> Page excerpt:
###
Re: [Corpora-List] ACL proceedings paper in the American National Corpus

From: Nancy Ide (ide@cs.vassar.edu)
Date: Tue Oct 01 2002 - 20:27:10 MET DST

  • Next message: Josephine Lo: "[Corpora-List] Concordancer for Chinese (Summary of reply)"

    On Tuesday, October 1, 2002, at 04:08 AM, Michal Sulc wrote:

    > I have read some remarks to the first question given by Ms Ide. But
    > nowhere there was any distinction between "points of view" that I
    > consider important here. Distinction between the corpus of "production"
    > (where we are interested who wrote the text in the question - whether
    > he
    > or she is "really" American) and "reception" (where we are interested
    > in
    > texts that are read by Americans and has an influence on them).
    > What do ANC-builders prefer?

    I think that we "ANC-builders" are working to satisfy the "ANC-users"
###
> Source data:
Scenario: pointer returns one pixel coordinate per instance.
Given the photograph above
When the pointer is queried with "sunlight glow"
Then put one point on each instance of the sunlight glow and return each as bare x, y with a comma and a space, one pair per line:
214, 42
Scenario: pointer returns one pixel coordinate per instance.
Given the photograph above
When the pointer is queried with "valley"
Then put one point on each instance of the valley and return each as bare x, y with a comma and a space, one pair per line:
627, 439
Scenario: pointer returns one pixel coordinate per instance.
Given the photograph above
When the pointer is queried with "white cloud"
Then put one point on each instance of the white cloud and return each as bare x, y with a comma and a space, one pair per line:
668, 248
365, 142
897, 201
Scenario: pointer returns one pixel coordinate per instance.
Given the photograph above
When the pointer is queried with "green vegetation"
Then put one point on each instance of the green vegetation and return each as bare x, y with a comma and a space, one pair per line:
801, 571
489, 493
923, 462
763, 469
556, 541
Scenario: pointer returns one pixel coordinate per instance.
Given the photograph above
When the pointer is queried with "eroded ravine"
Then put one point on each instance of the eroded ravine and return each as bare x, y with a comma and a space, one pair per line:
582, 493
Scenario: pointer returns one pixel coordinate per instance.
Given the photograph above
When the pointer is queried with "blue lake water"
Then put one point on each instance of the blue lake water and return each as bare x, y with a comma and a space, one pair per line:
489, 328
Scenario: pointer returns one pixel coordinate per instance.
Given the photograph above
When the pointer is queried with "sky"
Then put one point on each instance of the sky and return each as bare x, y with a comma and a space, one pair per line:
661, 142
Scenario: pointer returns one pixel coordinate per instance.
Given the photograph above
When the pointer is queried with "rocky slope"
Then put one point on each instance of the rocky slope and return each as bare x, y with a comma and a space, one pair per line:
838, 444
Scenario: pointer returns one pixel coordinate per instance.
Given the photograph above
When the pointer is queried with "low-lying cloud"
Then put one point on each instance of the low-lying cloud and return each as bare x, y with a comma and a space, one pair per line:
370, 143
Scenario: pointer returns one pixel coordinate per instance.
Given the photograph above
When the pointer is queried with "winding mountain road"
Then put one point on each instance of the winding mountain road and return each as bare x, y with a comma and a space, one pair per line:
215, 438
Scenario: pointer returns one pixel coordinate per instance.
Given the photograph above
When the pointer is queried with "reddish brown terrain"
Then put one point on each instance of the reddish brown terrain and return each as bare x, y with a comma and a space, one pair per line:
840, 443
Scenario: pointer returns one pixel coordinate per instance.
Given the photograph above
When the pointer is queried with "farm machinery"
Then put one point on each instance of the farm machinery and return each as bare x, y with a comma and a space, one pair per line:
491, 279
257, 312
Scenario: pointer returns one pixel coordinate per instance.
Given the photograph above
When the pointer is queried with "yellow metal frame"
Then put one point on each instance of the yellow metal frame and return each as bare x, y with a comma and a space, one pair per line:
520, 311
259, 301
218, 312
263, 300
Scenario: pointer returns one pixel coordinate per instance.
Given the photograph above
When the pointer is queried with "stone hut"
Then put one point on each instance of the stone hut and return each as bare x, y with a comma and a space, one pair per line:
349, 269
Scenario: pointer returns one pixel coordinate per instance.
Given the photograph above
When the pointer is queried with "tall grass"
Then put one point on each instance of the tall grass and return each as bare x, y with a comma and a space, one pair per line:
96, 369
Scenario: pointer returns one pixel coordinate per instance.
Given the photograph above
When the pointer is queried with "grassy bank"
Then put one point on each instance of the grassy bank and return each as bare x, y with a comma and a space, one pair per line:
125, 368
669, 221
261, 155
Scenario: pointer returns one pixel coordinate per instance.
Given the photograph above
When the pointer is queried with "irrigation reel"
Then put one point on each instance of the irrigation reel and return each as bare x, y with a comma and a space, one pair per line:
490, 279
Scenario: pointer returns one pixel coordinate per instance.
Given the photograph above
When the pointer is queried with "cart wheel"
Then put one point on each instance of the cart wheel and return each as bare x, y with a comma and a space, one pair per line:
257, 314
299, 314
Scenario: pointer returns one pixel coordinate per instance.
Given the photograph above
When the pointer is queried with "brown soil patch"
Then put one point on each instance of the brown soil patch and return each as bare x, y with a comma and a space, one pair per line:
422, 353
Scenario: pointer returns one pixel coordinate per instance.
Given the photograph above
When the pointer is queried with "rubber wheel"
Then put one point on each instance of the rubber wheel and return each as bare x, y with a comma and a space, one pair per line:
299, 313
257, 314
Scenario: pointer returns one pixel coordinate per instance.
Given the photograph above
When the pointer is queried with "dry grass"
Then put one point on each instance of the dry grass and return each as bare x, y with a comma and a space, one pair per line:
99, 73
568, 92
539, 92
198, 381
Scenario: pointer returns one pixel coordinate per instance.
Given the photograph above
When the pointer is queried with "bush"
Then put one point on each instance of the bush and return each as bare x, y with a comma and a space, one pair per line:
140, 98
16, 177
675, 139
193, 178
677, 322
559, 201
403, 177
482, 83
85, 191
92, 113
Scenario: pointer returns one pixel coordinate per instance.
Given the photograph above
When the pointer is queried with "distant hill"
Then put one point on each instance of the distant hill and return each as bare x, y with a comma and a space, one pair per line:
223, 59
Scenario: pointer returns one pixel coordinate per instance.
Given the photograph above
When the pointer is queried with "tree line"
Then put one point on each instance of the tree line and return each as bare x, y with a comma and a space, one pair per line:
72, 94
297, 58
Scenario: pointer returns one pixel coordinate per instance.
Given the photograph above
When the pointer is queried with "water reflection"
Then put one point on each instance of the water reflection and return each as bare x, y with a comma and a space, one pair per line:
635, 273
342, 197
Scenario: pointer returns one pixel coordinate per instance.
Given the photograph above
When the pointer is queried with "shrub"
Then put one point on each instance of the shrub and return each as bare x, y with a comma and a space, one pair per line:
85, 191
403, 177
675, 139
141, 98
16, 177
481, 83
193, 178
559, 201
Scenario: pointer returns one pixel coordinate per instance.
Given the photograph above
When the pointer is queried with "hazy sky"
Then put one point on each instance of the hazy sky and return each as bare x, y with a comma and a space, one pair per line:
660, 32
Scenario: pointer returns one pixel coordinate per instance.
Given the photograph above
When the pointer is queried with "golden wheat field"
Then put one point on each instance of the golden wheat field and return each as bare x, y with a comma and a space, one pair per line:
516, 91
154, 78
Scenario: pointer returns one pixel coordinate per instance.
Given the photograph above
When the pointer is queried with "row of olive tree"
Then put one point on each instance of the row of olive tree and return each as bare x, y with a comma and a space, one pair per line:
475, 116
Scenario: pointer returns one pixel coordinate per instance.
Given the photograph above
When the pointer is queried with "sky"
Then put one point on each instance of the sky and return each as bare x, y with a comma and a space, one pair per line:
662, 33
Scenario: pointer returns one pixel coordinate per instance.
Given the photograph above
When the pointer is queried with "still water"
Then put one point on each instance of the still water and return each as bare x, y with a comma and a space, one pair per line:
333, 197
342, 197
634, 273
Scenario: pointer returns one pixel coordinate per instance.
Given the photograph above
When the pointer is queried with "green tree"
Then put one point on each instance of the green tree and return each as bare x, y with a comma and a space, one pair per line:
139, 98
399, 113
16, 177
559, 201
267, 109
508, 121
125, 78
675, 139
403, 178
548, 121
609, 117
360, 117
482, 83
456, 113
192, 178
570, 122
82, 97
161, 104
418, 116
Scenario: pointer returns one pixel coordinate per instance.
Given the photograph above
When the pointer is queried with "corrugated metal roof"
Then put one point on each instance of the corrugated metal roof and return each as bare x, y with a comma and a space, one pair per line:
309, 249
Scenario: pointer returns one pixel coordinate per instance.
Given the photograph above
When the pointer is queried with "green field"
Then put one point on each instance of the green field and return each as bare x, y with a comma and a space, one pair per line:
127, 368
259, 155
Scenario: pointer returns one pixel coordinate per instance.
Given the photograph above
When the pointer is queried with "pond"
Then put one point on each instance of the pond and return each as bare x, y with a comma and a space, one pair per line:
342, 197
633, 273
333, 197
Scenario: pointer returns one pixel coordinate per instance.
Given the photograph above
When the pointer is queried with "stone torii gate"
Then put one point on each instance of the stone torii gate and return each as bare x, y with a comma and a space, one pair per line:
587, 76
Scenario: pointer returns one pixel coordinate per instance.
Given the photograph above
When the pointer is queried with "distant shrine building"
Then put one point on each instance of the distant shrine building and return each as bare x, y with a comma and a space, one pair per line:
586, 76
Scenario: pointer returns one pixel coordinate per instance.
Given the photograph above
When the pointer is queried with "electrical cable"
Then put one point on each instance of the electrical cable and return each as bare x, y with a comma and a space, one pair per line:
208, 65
###
> Problems:
(A) Please extract the passage of the mailing-list post from "On Tuesday, October" to "influence on them).".
(B) In the mailing-list post, what words and phrases appear inside quotation marks in the passage quoted from Michal Sulc?
(C) Carry on writing the mailing-list post on the American National Corpus from the point where it stops.

> Results:
(A)
On Tuesday, October 1, 2002, at 04:08 AM, Michal Sulc wrote:

    > I have read some remarks to the first question given by Ms Ide. But
    > nowhere there was any distinction between "points of view" that I
    > consider important here. Distinction between the corpus of "production"
    > (where we are interested who wrote the text in the question - whether
    > he
    > or she is "really" American) and "reception" (where we are interested
    > in
    > texts that are read by Americans and has an influence on them).

(B) "points of view", "production", "really", "reception"

(C)
    ;-), but this is my own take on the issue:

    The idea is to have a corpus that includes data from which one can
    gather information about how American English is commonly used, perhaps
    in particular in various mainstream publications. Likely, you are
    trying to produce some publication that will provide guidance on word
    use, spelling, syntactic constructions, etc. that would most make you
    sound like a native speaker and able to fully understand texts written
    by and for American English speakers. Or, in the case of a
    computational linguist, you want to be able to recognize or generate
    lexical items or syntactic constructions that are common in, or typical
    of, American English--especially those which differ from, say, British
    English. Beyond this, you get into things that are correct, by American
    "rules" of grammar and usage, and perfectly understandable, but "just
    not the way we would phrase it". This is usually the way in which even
    the most proficient non-native speaker will eventually betray him or
    herself, so it is certainly of interest for ESL.

    So I would say that "production" is what we should be interested in for
    the ANC. While Americans may be exposed to lots of material that shows
    marks of being non-native American (we are certainly exposed to a lot
    of British English texts), the interest, at least for those who want to
    describe, recognize/understand, or generate American English would only
    arise after the influence, if there is any, becomes evident by cropping
    up significantly in texts produced by native speakers of American
    English.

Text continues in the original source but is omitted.